* **WHAT THE TASK ASKS**
Each record needs to be transcribed word for word, though without its pictures.

* **STUDY MATERIAL**
┄┄┄┄┄┄

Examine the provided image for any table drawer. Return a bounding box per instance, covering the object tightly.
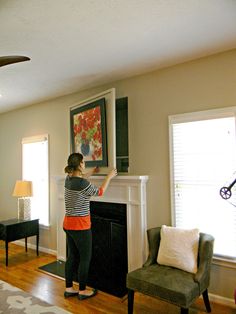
[6,220,39,241]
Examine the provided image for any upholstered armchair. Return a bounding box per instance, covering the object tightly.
[126,226,214,314]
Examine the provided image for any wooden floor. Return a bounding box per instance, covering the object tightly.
[0,242,235,314]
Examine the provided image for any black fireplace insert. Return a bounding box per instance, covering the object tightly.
[87,201,128,297]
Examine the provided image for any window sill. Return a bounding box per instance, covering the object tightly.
[39,224,50,230]
[213,256,236,269]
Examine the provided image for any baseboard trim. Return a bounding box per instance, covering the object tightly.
[209,293,236,309]
[14,240,57,256]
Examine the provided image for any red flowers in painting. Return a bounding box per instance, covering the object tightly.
[73,106,103,160]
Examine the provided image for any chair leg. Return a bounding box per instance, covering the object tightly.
[128,289,134,314]
[180,308,188,314]
[202,289,211,312]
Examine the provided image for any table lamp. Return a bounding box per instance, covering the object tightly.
[12,180,33,220]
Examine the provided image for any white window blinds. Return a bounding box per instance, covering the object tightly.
[22,134,49,226]
[169,109,236,259]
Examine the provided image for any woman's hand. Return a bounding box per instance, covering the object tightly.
[108,168,117,179]
[93,166,100,174]
[100,168,117,193]
[82,166,99,179]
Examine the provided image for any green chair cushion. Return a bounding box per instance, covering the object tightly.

┄┄┄┄┄┄

* **EXPECTED OUTPUT**
Examine the provided image for any table drawer. Return a bounding box per instance, covering the object tightly.
[6,220,39,241]
Examine the provided image for any upholstered armchair. Return a bounding box per instance, covering the object tightly.
[126,226,214,314]
Examine the provided image for any wooden floor. Return a bounding box per instance, covering the object tightly.
[0,242,235,314]
Examine the provided image for any black fireplace insert. Return a bounding box per instance, covering the object tightly.
[87,201,128,297]
Examine the provided image for any window sill. Return a bounding box per instance, covering the object tightly.
[39,224,50,230]
[213,256,236,269]
Examine the provided image for any baseboard trim. Return a bounding box per instance, covering the object tightly.
[209,293,236,309]
[14,240,57,256]
Examine the provided image for any red flowers in painting. Return a bounding box per instance, covering the object tightly.
[73,106,103,160]
Examine the provided image for any chair leg. Return a bounding box per instance, covering the object tightly.
[128,289,134,314]
[180,308,188,314]
[202,289,211,312]
Examine the provided image for any table lamp. Return a bounding box per instance, covering the object tightly.
[12,180,33,220]
Examine the provided image for any white window blinds. Return a bounding box per instance, covering the object tightly.
[22,134,49,226]
[169,109,236,259]
Examine the provided image for any woman's hand. Return a bounding box per instance, covering the object tightly.
[108,168,117,179]
[93,166,100,174]
[100,168,117,193]
[82,166,99,179]
Examine the provided image for any green chair cushion. Return a bounding box per instance, covering the object tightly.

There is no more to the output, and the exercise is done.